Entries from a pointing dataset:
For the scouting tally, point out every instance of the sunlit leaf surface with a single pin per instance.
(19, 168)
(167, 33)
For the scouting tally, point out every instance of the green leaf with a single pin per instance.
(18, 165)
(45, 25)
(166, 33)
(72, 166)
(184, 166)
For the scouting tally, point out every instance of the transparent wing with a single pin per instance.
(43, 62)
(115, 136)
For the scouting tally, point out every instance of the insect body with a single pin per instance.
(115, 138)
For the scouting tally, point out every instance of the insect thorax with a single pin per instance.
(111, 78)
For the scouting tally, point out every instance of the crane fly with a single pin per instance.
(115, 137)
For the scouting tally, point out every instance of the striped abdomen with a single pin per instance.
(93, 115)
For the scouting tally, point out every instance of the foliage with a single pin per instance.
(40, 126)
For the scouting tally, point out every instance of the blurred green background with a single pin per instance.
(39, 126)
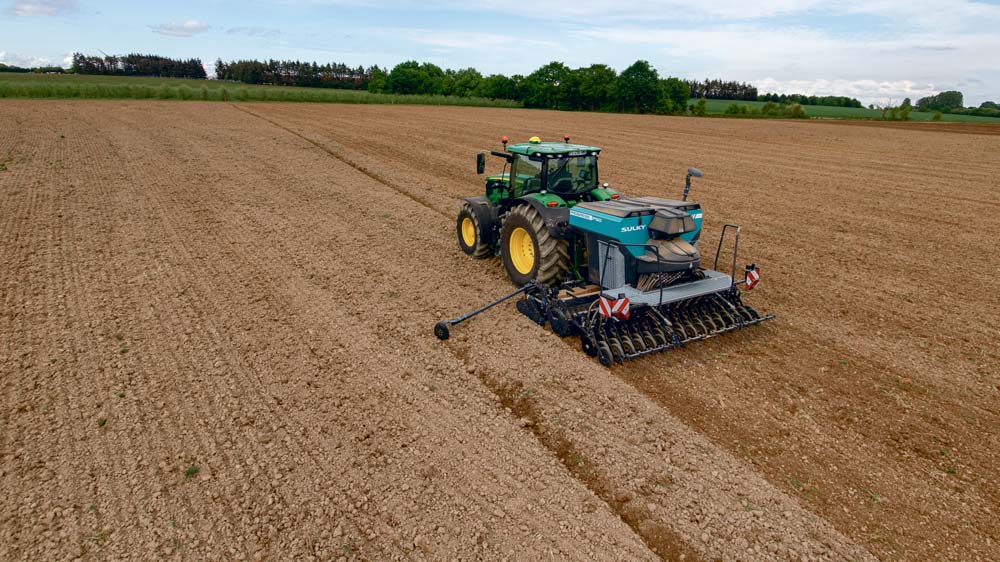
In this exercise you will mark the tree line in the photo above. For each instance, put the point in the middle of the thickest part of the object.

◆ Given problem
Recast all the records above as a Markdown table with the columns Row and Line, giving each nonblank line its own numbered row. Leave the pictures out.

◆ Exercise result
| Row | Line |
|---|---|
| 1 | For the scouting tally, point out every instance of the sunlit leaf surface with a single pin per instance. |
| 2 | (19, 168) |
| 3 | (167, 33) |
| 4 | For the scouting tally, point out every instance of the green leaf with a single pin per instance. |
| 5 | (18, 165) |
| 6 | (45, 25) |
| 7 | (166, 33) |
| 8 | (72, 166) |
| 9 | (184, 166) |
| 10 | For the scouting tally, point out every instance of the transparent wing with a single pin per instance. |
| 11 | (43, 62) |
| 12 | (115, 136) |
| 13 | For the scouting tally, point out every instance of the insect body with a single pin per instance. |
| 14 | (115, 138) |
| 15 | For the scouting tally, point out every instance of the insect thorax with a single pin per instance. |
| 16 | (111, 78) |
| 17 | For the scouting tally, point out every instance of the crane fly with a single pin per instance. |
| 18 | (115, 137) |
| 19 | For the scouting tally, point out every instance of the striped abdomen with a single pin per instance. |
| 20 | (93, 115) |
| 21 | For the scouting tally, point out every instance of the foliage with a single pin per instance. |
| 22 | (40, 126) |
| 23 | For the scouting tally, point out every instance of the blurred green background with a single pin per instance. |
| 24 | (39, 126) |
| 25 | In this exercise you will mark the tree line in the photo above. For each instance, put the point in the middle of the thickest part of the object. |